START DATASET ENTRIES

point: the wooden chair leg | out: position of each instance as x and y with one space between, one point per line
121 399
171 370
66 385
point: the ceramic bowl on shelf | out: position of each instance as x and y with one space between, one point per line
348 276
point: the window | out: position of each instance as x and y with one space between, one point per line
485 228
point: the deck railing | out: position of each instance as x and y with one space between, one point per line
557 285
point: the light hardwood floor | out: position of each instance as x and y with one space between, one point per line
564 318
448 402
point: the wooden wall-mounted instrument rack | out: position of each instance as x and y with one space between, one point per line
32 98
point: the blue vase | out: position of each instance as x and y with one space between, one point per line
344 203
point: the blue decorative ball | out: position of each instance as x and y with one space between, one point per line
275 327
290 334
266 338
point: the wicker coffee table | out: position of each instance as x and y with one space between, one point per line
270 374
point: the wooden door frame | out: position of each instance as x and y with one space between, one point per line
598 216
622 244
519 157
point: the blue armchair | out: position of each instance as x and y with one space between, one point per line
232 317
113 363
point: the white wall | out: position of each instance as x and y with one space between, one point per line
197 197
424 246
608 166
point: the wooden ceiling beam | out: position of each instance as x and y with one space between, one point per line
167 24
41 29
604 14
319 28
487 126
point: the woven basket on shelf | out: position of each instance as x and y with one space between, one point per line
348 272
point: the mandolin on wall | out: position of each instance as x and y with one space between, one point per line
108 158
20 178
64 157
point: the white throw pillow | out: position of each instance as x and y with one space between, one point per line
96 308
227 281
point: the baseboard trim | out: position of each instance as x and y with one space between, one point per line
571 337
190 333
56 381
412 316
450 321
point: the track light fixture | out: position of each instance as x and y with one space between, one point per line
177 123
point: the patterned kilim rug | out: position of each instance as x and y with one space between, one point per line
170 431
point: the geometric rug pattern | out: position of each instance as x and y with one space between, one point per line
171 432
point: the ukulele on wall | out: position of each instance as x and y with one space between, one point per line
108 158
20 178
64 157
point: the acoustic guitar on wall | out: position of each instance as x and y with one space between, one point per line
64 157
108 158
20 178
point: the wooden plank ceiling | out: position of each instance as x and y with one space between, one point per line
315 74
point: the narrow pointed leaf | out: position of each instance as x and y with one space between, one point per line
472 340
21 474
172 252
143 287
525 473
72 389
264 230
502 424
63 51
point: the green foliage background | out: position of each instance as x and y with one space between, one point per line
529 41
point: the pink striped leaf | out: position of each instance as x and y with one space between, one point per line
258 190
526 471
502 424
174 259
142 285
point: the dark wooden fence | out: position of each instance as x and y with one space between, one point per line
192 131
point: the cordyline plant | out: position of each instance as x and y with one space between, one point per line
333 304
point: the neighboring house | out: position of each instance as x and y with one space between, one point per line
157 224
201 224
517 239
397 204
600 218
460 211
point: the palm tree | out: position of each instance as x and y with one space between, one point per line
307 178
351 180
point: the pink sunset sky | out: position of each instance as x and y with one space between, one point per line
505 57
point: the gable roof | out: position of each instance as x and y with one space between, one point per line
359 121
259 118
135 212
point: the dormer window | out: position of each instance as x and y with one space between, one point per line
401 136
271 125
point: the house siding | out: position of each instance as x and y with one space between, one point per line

END DATASET ENTRIES

▶ [WORK INSTRUCTION]:
Above are the records; restate each one exactly.

▶ [SOLUTION TO THE EXERCISE]:
point: the wooden chair leg | out: position of each instance as x and y with one space between, one point per line
121 399
171 370
66 385
point: the ceramic bowl on shelf | out: position of each instance as x and y with one space between, one point per line
348 276
point: the window | out: position of each instance as x and y with one space between, one point per line
485 228
point: the deck railing | out: position of each instance as x and y with one space between, one point per line
557 285
point: the light hardwood floor | out: position of each instance as x and y with one space between, one point per line
564 318
448 402
point: the wooden wall-mounted instrument rack | out: position of each instance as x and y with one space between, one point per line
32 98
point: the blue vase | out: position of each instance as x and y with one space between, one point per line
344 203
point: the blue decorative ball | out: position of each instance as x and y with one space between, one point per line
275 327
290 334
266 338
point: the wicker coffee table | out: position of each instance as x and y with one space between, one point per line
270 374
point: the wooden door frame | out: position of each instance as x and y with one space between, one point per line
598 216
622 244
519 157
point: the blue armchair | out: position of each instance as x and y with one space between, one point per line
232 317
113 363
point: the white wall | out: position of each instance as x and y with one space between, one point per line
197 197
424 246
608 166
point: the wooden ceiling beam | out: position of each instance as x and y with one space between, one point per line
167 24
41 29
604 14
319 28
487 126
point: the woven basket on shelf | out: position of each instance as x and y with one space between, one point per line
348 272
point: the mandolin on wall | out: position of each instance as x and y with one space between, one point per line
108 158
20 178
64 157
point: the white throw pillow | out: position of each instance as x and y with one space between, one point per line
96 308
227 281
point: the baseboard trim | out: position of each instance as x and y with one space between, one point per line
571 337
190 333
56 381
412 316
450 321
point: the track light fixture | out: position of each instance as x and y with one space between, one point per line
177 123
point: the patterned kilim rug | out: position of each instance as x and y with one space between, one point per line
170 431
point: the geometric rug pattern | out: position of each instance as x and y with one space between, one point per line
171 432
point: the ukulele on wall | out: position of each instance as x and y with one space between, one point per line
108 158
20 178
64 157
point: the acoustic guitar on wall | out: position of each instance as x and y with one space between, one point per line
64 157
108 158
20 178
point: the wooden plank ceiling | out: position of each instance as x and y with one space between, one point per line
315 74
point: the narrow pointed leaf | out: position of each instance as x and y with one space between, one point per line
472 340
21 474
172 252
143 287
525 473
72 389
264 230
502 424
63 51
point: the green foliage background | out: position of each instance as x and y with one space between, one point per line
529 41
point: the pink striped leaf | out: position of each instance as x and y with one space between, one point per line
258 190
526 471
502 424
174 259
142 285
point: the dark wooden fence | out: position of each instance as x and y with one space between, one point per line
192 131
point: the cordyline plant | out: position of each instance as x and y with one space between, one point per line
333 304
point: the neighboring house | out: position of each instance as x and y with one space between, one point per line
157 224
201 224
517 239
397 204
600 218
460 211
point: the palm tree | out: position of each instance as x and y with one space between, one point per line
307 178
351 180
point: the pink sunset sky | out: position of each instance as x and y with one space between, one point per line
505 57
point: the gable roof | out: position of each instance as x and y with one space between, one point per line
359 121
259 118
135 212
point: the dormer window | out: position of each instance as x and y with one space between, one point per line
401 136
271 125
point: the house siding | out: position of each instance as x and y with one space between, one point per line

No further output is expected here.